* **Problem requirements**
What you return should match the data exactly, from the first line to the last.

* **Exercise materials**
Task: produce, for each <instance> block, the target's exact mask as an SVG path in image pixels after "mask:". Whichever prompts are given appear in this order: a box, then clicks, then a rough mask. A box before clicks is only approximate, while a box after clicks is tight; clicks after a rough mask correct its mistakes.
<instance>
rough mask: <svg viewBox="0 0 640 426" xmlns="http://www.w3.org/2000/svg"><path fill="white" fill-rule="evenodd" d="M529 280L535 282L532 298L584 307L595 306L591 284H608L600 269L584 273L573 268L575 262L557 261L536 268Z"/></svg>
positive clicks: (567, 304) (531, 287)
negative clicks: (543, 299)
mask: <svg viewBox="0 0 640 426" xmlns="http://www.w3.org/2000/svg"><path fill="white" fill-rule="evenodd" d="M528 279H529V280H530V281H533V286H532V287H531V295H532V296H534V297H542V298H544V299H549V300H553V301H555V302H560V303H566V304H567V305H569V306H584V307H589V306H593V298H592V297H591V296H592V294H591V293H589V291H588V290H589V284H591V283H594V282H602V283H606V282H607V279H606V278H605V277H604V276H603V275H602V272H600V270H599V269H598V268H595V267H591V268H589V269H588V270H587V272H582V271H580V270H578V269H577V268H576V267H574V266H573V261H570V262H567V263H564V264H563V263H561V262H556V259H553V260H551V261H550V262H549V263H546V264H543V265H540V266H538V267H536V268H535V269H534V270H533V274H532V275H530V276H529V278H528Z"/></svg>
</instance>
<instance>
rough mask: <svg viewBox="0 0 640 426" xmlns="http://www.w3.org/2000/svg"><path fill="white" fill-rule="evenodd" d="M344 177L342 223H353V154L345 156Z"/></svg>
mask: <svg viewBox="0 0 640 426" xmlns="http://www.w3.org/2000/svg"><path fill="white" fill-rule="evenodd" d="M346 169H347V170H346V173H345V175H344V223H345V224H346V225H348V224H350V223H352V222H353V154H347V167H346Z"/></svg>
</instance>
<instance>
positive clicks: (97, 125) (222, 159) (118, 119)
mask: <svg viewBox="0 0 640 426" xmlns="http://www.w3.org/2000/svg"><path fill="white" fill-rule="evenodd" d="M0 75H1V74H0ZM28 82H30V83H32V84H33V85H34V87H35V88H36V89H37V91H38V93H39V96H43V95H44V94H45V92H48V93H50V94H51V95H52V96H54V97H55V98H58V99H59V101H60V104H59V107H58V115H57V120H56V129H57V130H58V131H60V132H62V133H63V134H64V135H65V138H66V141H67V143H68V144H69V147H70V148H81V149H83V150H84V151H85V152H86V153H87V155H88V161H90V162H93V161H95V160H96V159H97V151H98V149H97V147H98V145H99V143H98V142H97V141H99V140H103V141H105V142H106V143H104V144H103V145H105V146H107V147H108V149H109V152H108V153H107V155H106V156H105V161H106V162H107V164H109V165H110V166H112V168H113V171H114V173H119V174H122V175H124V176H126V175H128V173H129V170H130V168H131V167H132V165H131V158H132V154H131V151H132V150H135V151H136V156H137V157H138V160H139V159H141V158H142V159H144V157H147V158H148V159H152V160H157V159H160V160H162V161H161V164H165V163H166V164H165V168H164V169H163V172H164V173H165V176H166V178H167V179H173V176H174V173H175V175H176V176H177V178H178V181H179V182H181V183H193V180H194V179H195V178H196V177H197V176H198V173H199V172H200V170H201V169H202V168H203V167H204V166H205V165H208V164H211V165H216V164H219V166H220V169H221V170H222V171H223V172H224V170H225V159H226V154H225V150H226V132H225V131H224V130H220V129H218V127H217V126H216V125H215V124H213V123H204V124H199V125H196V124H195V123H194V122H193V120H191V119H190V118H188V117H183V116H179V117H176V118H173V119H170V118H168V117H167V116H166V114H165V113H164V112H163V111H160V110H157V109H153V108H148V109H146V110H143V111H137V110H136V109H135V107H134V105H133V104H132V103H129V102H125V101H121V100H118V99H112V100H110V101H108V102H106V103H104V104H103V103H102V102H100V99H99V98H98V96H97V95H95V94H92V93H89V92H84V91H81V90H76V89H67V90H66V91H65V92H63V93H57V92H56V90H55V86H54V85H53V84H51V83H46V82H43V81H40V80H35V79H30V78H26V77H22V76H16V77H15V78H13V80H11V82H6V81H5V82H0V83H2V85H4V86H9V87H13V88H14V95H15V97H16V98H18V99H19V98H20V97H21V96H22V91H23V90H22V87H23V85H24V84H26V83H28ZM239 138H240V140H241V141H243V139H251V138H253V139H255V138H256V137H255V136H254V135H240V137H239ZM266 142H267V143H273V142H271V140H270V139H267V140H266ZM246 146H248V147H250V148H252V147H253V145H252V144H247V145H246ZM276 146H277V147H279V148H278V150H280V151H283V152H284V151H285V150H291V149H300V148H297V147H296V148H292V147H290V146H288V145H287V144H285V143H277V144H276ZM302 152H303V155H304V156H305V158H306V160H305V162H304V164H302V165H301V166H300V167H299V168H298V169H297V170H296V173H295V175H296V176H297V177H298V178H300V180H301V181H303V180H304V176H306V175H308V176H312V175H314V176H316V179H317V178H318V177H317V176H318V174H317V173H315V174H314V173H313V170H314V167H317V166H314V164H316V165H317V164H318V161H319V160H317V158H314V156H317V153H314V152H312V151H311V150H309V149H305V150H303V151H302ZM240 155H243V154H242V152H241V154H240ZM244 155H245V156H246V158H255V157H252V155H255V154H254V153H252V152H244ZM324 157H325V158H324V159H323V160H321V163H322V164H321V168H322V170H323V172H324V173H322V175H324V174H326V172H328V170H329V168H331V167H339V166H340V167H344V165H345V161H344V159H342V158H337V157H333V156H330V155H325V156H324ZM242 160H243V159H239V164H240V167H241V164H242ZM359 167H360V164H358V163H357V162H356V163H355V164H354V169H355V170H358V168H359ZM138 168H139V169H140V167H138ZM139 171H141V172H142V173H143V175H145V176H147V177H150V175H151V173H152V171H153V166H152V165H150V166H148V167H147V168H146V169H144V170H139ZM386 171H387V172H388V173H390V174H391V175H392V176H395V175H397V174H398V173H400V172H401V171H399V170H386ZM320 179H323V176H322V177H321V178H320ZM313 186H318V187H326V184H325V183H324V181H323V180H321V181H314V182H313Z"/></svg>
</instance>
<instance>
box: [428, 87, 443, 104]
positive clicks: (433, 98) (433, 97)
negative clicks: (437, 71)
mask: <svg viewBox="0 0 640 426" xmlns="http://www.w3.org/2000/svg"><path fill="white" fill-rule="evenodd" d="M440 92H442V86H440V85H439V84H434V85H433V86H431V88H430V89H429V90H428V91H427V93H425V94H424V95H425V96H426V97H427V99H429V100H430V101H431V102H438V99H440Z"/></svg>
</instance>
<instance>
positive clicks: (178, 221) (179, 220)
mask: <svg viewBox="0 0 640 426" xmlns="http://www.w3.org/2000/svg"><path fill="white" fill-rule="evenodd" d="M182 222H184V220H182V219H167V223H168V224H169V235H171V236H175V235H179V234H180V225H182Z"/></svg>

* **Solution to this task**
Task: produce, for each <instance> block, the target's exact mask as an SVG path in image pixels after "mask:". Whichever prompts are given appear in this order: a box, then clicks, then a rough mask. A box before clicks is only approximate, while a box after clicks is tight; clicks after a rough mask correct its mistakes.
<instance>
rough mask: <svg viewBox="0 0 640 426" xmlns="http://www.w3.org/2000/svg"><path fill="white" fill-rule="evenodd" d="M529 280L535 282L532 298L584 307L595 306L591 284H608L600 269L584 273L573 268L575 262L557 261L536 268Z"/></svg>
positive clicks: (567, 304) (531, 287)
negative clicks: (543, 299)
mask: <svg viewBox="0 0 640 426" xmlns="http://www.w3.org/2000/svg"><path fill="white" fill-rule="evenodd" d="M528 279H529V280H530V281H533V286H532V287H531V295H532V296H534V297H542V298H544V299H549V300H553V301H555V302H560V303H566V304H567V305H569V306H584V307H589V306H593V298H592V297H591V296H592V294H591V293H589V291H588V290H589V284H591V283H594V282H602V283H606V282H607V279H606V278H605V277H604V276H603V275H602V272H600V270H599V269H598V268H595V267H591V268H589V269H588V270H587V272H582V271H580V270H578V269H577V268H576V267H574V266H573V261H570V262H567V263H564V264H563V263H561V262H556V259H553V260H551V261H550V262H549V263H546V264H543V265H540V266H538V267H536V268H535V269H534V270H533V274H532V275H530V276H529V278H528Z"/></svg>
</instance>
<instance>
rough mask: <svg viewBox="0 0 640 426" xmlns="http://www.w3.org/2000/svg"><path fill="white" fill-rule="evenodd" d="M344 177L342 223H353V154L345 156Z"/></svg>
mask: <svg viewBox="0 0 640 426" xmlns="http://www.w3.org/2000/svg"><path fill="white" fill-rule="evenodd" d="M346 169H347V170H346V173H345V175H344V223H345V224H346V225H348V224H350V223H352V222H353V154H347V167H346Z"/></svg>
</instance>
<instance>
positive clicks: (97, 125) (222, 159) (118, 119)
mask: <svg viewBox="0 0 640 426" xmlns="http://www.w3.org/2000/svg"><path fill="white" fill-rule="evenodd" d="M0 75H1V74H0ZM28 82H30V83H32V84H33V85H34V87H35V88H36V89H37V91H38V93H39V96H43V95H44V94H45V92H48V93H50V94H51V95H52V96H54V97H55V98H58V99H59V101H60V104H59V107H58V115H57V120H56V129H57V130H58V131H60V132H62V133H63V134H64V135H65V138H66V141H67V143H68V144H69V147H70V148H81V149H83V150H84V151H85V152H86V153H87V155H88V161H90V162H93V161H95V160H96V159H97V151H98V149H97V147H98V145H99V143H98V142H97V141H99V140H103V141H105V142H106V143H104V144H103V145H105V146H107V147H108V149H109V152H108V153H107V155H106V156H105V161H106V162H107V164H109V165H110V166H112V168H113V171H114V173H119V174H122V175H124V176H126V175H128V173H129V170H130V168H131V167H132V165H131V158H132V154H131V151H132V150H135V151H136V156H137V157H138V160H139V159H141V158H142V159H144V157H147V158H148V159H152V160H157V159H160V160H162V161H161V164H165V163H166V164H165V168H164V169H163V172H164V173H165V176H166V178H167V179H173V176H174V173H175V175H176V176H177V178H178V181H179V182H181V183H193V180H194V179H195V178H196V177H197V176H198V173H199V172H200V170H201V169H202V168H203V167H204V166H205V165H208V164H211V165H216V164H219V166H220V169H221V170H222V171H223V172H224V170H225V159H226V154H225V150H226V132H225V131H224V130H220V129H218V127H217V126H216V125H215V124H213V123H204V124H199V125H196V124H195V123H194V122H193V120H191V119H190V118H188V117H183V116H179V117H176V118H173V119H170V118H168V117H167V116H166V114H165V113H164V112H163V111H160V110H157V109H153V108H148V109H146V110H143V111H137V110H136V109H135V107H134V105H133V104H132V103H129V102H125V101H121V100H118V99H112V100H110V101H108V102H106V103H104V104H103V103H102V102H100V99H99V98H98V96H97V95H95V94H92V93H89V92H84V91H81V90H76V89H67V90H66V91H65V92H63V93H57V92H56V90H55V86H54V85H53V84H51V83H46V82H43V81H40V80H35V79H30V78H26V77H22V76H16V77H15V78H13V80H11V82H6V81H5V82H0V83H2V85H4V86H9V87H13V88H14V95H15V97H16V98H18V99H19V98H20V97H21V96H22V91H23V90H22V87H23V85H24V84H26V83H28ZM239 138H240V140H241V141H243V139H251V138H253V139H255V138H256V137H255V136H254V135H240V137H239ZM266 142H267V143H273V142H271V140H270V139H267V140H266ZM246 146H248V147H250V148H252V147H253V145H252V144H247V145H246ZM276 146H277V147H279V148H278V150H280V151H283V152H284V151H285V150H291V149H300V148H297V147H296V148H292V147H290V146H288V145H287V144H285V143H277V144H276ZM302 152H303V155H304V156H305V158H306V160H305V162H304V164H302V165H301V166H300V167H299V168H298V169H297V170H296V173H295V175H296V176H297V177H298V178H300V180H301V181H303V180H304V176H306V175H308V176H312V175H314V176H316V179H317V178H318V177H317V176H318V174H317V173H315V174H314V173H313V170H314V167H317V166H314V164H316V165H317V164H318V161H319V160H317V158H314V156H317V153H314V152H312V151H311V150H309V149H305V150H303V151H302ZM240 155H243V154H242V152H241V154H240ZM244 155H245V156H246V158H255V157H252V155H255V154H254V153H252V152H244ZM324 157H325V158H324V159H323V160H321V163H322V164H321V168H322V170H323V172H324V173H322V175H324V174H326V172H328V170H329V168H331V167H339V166H340V167H344V165H345V161H344V159H342V158H337V157H333V156H330V155H325V156H324ZM242 160H243V159H239V164H240V167H241V164H242ZM359 167H360V164H358V163H357V162H356V163H355V164H354V169H355V170H358V168H359ZM138 168H139V169H140V167H138ZM139 171H141V172H142V173H143V175H145V176H147V177H150V175H151V173H152V171H153V166H152V165H150V166H148V167H147V168H146V169H144V170H139ZM386 171H387V172H388V173H390V174H391V175H392V176H395V175H397V174H398V173H400V172H401V171H399V170H386ZM320 179H323V176H322V177H321V178H320ZM313 186H318V187H326V184H325V183H324V181H323V180H321V181H314V182H313Z"/></svg>
</instance>
<instance>
box: [428, 87, 443, 104]
positive clicks: (433, 98) (433, 97)
negative clicks: (437, 71)
mask: <svg viewBox="0 0 640 426" xmlns="http://www.w3.org/2000/svg"><path fill="white" fill-rule="evenodd" d="M440 92H442V86H440V85H439V84H434V85H433V86H431V88H430V89H429V90H428V91H427V93H425V94H424V95H425V96H426V97H427V99H429V100H430V101H431V102H438V99H440Z"/></svg>
</instance>
<instance>
positive clicks: (178, 221) (179, 220)
mask: <svg viewBox="0 0 640 426" xmlns="http://www.w3.org/2000/svg"><path fill="white" fill-rule="evenodd" d="M182 222H184V220H182V219H167V223H168V224H169V235H171V236H175V235H179V234H180V225H182Z"/></svg>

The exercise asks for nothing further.